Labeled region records
____________

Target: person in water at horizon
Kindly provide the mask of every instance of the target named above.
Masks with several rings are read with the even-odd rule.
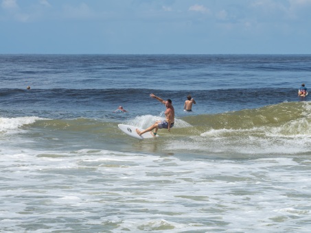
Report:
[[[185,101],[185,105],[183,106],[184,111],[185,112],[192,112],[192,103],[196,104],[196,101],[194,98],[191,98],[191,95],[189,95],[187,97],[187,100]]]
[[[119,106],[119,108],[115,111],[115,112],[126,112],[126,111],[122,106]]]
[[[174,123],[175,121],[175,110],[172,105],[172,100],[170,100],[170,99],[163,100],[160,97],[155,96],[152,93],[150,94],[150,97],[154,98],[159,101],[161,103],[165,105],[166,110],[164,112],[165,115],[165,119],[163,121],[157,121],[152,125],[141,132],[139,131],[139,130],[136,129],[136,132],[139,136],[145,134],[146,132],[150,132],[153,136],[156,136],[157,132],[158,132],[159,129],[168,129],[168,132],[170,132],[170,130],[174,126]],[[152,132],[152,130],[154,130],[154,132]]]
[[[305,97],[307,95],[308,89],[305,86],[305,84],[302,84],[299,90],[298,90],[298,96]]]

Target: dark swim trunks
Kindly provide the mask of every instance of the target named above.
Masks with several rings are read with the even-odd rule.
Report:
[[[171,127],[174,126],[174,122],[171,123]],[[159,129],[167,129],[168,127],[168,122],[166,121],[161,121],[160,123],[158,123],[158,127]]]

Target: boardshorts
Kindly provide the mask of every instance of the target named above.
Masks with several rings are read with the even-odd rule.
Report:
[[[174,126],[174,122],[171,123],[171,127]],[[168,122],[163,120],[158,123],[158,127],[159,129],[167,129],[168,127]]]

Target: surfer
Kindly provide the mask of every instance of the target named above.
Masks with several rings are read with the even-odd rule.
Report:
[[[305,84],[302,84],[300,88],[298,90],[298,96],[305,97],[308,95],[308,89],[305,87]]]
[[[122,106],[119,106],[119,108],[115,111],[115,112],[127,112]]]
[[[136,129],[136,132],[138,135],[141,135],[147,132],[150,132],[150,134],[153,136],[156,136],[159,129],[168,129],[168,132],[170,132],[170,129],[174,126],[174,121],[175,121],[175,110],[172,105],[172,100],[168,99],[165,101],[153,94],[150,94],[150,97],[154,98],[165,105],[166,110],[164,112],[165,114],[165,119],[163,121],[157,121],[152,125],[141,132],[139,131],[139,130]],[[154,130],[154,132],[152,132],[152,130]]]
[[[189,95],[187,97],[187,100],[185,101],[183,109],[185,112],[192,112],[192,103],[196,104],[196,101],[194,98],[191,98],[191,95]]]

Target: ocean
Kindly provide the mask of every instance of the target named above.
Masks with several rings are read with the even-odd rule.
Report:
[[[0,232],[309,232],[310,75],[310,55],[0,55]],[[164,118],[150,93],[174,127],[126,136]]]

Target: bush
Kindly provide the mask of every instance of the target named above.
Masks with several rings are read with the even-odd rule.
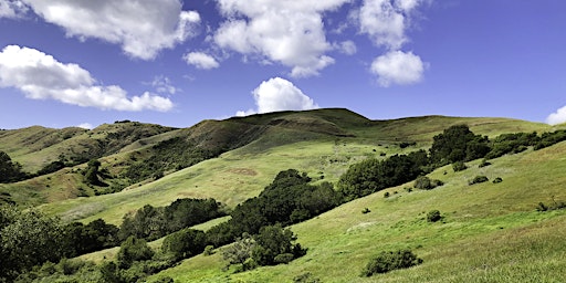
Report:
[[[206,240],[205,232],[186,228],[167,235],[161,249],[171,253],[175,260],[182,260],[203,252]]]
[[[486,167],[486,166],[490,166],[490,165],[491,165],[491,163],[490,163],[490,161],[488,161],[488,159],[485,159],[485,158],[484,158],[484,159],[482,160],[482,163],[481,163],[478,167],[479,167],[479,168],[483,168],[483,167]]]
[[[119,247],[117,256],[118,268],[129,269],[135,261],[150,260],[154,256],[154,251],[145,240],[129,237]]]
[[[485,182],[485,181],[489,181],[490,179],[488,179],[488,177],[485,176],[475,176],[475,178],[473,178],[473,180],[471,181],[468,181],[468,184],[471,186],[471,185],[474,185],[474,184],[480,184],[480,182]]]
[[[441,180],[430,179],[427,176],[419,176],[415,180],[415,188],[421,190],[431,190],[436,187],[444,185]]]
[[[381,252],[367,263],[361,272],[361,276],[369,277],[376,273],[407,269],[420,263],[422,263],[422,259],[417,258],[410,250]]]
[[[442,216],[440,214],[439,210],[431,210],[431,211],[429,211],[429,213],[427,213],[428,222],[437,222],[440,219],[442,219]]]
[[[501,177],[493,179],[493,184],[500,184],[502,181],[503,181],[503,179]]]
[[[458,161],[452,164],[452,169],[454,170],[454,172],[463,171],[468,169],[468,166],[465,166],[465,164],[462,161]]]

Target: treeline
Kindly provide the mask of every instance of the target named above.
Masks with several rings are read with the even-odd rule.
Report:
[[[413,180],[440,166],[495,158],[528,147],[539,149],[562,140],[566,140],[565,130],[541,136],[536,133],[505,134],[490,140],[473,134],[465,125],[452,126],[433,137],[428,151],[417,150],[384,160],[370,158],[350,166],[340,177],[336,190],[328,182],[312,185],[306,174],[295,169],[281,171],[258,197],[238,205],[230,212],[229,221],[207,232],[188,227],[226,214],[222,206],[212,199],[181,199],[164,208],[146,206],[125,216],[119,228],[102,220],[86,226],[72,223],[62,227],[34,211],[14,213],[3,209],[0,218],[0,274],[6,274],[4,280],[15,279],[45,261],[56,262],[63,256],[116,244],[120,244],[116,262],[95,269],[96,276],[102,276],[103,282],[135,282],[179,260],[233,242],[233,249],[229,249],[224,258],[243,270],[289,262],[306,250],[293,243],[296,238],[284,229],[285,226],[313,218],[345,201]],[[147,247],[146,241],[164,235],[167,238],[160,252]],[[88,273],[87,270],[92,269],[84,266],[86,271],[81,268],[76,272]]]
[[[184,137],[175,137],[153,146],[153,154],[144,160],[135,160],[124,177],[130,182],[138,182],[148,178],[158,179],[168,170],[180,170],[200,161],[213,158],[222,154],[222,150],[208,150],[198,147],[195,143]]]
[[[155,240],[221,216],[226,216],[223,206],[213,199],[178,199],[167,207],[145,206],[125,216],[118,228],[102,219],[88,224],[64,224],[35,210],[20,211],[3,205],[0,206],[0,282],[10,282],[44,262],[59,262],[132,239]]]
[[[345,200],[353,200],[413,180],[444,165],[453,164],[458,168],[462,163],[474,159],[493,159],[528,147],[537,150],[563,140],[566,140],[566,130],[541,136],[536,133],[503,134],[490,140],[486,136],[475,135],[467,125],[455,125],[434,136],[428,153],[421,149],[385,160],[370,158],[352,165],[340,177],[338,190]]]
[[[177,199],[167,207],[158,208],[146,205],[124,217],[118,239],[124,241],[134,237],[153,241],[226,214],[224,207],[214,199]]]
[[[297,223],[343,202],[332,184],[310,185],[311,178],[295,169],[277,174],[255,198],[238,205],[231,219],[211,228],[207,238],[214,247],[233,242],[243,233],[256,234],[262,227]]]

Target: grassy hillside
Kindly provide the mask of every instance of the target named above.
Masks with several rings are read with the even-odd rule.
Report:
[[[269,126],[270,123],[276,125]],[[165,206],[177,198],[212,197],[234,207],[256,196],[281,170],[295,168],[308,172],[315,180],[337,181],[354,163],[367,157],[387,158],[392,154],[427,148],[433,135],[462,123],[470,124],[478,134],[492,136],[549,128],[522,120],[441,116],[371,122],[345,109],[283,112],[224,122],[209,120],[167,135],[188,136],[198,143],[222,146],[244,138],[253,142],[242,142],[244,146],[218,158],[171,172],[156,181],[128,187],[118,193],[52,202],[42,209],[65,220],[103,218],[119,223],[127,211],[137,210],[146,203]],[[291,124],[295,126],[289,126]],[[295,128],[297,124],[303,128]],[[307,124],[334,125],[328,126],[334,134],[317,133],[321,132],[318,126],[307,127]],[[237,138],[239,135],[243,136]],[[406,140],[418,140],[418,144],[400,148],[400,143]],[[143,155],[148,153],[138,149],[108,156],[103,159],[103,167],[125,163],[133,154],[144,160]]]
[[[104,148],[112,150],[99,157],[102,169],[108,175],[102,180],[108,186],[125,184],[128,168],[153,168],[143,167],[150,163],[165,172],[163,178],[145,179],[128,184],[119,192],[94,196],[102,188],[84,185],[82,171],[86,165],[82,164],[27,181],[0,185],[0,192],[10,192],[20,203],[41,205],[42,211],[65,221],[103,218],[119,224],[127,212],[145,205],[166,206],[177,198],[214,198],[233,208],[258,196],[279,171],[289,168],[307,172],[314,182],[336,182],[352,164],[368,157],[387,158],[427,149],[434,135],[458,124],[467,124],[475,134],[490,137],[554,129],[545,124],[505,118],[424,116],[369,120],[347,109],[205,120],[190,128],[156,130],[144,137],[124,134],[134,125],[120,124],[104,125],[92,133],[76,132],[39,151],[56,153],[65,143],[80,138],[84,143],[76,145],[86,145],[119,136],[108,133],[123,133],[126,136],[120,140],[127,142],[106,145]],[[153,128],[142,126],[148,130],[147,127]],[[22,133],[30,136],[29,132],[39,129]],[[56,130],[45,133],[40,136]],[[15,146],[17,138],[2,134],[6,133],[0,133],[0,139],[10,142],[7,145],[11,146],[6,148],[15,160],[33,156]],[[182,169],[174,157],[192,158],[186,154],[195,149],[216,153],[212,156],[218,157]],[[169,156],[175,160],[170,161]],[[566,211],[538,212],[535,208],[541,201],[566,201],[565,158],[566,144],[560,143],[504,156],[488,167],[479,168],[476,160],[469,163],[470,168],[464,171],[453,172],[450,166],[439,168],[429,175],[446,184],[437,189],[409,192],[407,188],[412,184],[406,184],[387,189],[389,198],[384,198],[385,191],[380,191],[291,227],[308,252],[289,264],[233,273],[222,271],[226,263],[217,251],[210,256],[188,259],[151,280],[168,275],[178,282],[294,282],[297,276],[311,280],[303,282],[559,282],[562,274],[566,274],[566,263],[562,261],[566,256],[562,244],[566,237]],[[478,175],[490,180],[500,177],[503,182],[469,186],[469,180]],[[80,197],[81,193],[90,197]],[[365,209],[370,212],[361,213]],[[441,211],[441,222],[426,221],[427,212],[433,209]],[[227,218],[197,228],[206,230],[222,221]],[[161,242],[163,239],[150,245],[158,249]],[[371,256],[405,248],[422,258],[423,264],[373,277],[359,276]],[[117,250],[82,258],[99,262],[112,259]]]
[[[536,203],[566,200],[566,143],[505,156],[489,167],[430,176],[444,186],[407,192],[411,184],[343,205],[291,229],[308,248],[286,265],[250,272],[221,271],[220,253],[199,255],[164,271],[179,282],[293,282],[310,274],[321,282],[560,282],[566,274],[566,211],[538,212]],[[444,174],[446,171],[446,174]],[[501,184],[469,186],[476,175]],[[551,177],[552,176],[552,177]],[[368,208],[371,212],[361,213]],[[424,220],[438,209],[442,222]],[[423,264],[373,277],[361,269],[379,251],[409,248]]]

____________

*Requirement:* Please copy out everything in the records above, from the line containing "Target: surfer" down to the line containing "[[[122,106],[119,106],[119,108],[115,111],[115,112],[127,112]]]", including both of those lines.

*Result of this exercise:*
Target: surfer
Kindly provide the mask of every instance of the target named above.
Masks with several rings are read with the even-odd rule.
Report:
[[[305,84],[302,84],[300,88],[298,90],[298,96],[305,97],[308,95],[308,89],[305,87]]]
[[[122,106],[119,106],[119,108],[115,111],[115,112],[127,112]]]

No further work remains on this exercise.